The industrial city of Zaporizhia in southeastern Ukraine is rather young, having only sprouted in the 1920s and 1930s. The catalyst for this development was the Dnieper Hydroelectric Dam, which made this section of the river navigable for the first time, and powered the city’s new heavy industry. Neighbourhoods were built quickly, in the Soviet Constructivist style, devised to inspire socialist ideals in their residents.
But Zaporizhia’s fame comes from the Zaporizhian Cossacks – autonomous warriors who lived by the Dnieper rapids from the 16th to the 18th centuries, out of the control of the Ottoman Empire and Polish-Lithuanian Commonwealth. These Cossacks are the soul of Ukrainian national identity, and made a home on the island of Khortytsia beside modern Zaporizhia. Their “sich”, a fortified wooden village has been reconstructed as an open-air museum.
Let’s explore the best things to do in Zaporizhia:
1. Khortytsia
The largest River Island on the Dnieper and a vital historical site, Khortysia was named one of the Seven Wonders of Ukraine in 2007. The island’s value rests in its historical associations with the unruly Zaporizhian Cossacks.
They established a “sich” (a wooden fortress settlement) here in the 16th century, and maybe the most compelling piece of trivia is that they are believed to have composed their mocking reply to the Ottoman Sultan Mehmed IV on the island.
This moment is engrained in Ukrainian folklore and recorded in a famous painting by the 19th-century painter Ilya Repin.

*Provided data:*
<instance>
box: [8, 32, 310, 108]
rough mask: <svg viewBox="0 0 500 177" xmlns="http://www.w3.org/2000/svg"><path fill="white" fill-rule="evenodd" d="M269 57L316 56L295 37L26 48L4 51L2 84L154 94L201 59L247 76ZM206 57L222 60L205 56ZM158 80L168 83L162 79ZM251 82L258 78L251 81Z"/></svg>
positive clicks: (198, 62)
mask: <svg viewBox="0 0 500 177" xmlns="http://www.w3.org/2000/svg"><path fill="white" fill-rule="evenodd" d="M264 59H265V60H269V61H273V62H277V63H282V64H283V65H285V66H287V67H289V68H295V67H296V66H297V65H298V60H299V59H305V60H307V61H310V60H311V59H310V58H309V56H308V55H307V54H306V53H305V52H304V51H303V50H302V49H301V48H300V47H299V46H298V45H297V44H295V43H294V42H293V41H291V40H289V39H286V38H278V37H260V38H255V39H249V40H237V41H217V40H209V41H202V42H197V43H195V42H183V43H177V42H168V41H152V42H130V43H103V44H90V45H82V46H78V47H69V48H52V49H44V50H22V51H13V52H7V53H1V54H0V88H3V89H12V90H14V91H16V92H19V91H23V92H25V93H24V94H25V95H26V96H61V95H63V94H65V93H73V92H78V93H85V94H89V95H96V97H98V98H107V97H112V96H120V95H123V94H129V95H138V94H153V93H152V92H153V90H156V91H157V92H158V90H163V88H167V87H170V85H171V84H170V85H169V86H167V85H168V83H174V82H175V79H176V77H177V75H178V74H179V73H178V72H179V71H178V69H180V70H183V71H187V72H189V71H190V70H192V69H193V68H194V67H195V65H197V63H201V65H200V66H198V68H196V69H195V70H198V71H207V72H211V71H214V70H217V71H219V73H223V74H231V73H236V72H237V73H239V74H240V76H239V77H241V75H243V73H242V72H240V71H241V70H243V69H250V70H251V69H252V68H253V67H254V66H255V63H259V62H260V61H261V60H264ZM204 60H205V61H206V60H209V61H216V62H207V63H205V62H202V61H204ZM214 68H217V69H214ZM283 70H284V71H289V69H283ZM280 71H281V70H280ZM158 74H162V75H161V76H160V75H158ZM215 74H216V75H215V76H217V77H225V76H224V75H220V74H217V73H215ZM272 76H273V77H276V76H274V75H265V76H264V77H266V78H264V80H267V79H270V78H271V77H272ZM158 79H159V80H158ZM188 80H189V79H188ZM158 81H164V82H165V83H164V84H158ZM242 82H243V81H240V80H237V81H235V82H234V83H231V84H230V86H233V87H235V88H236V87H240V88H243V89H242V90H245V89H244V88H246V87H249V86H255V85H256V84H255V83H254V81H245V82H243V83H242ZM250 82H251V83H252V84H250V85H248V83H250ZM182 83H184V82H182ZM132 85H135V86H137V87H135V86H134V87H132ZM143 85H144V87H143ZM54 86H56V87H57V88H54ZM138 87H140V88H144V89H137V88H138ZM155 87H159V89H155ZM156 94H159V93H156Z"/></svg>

*Activities:*
A. Can you update everything from the start of the entries down to the line containing "positive clicks: (198, 62)", replacing "rough mask" with "coarse mask" and changing nothing else, and return only those lines?
B. How would you write what comes next in the text on Zaporizhia, picking up after its last sentence?
The Zaporizhia text and the entries have nothing to do with each other.

*Your written answers:*
A.
<instance>
box: [8, 32, 310, 108]
coarse mask: <svg viewBox="0 0 500 177" xmlns="http://www.w3.org/2000/svg"><path fill="white" fill-rule="evenodd" d="M269 57L316 56L295 37L26 48L4 51L2 84L154 94L201 59L247 76ZM206 57L222 60L205 56ZM158 80L168 83L162 79ZM251 82L258 78L251 81Z"/></svg>
positive clicks: (198, 62)

B.
There’s a museum on Khortytsia, which we’ll visit next, while the whole island is a national reserve, featuring 50-metre granite cliffs, large swathes of steppe and oak and spruce forest.
2. Zaporizhian Sich Historical and Cultural Complex
The big visitor attraction on Khortystia is a reconstruction of a Zaporizhian sich.
The fortified wooden village was a few years in the making and completed in 1983. In a faithfully-designed sich from the 1500s there are exhibits in the village’s wooden huts and halls on themes like Khortytsia in the Stone Age, the story of the Zaporizhian Cossacks and Zaporizhia at the advent of socialism.
There are also dioramas to check out, two dealing with pivotal battles fought by the Zaporizhian Cossacks and one for the construction of the Dnieper Hydroelectric Station.
In the summer you can watch feisty battle re-enactments by actors in 16th-century dress.
3. Dnieper Hydroelectric Station
Between Dnipro and Zaporizhia there used to be over 100 kilometres of impassable rapids on the River Dnieper, which is one of the reasons this region was so hard for empires to control.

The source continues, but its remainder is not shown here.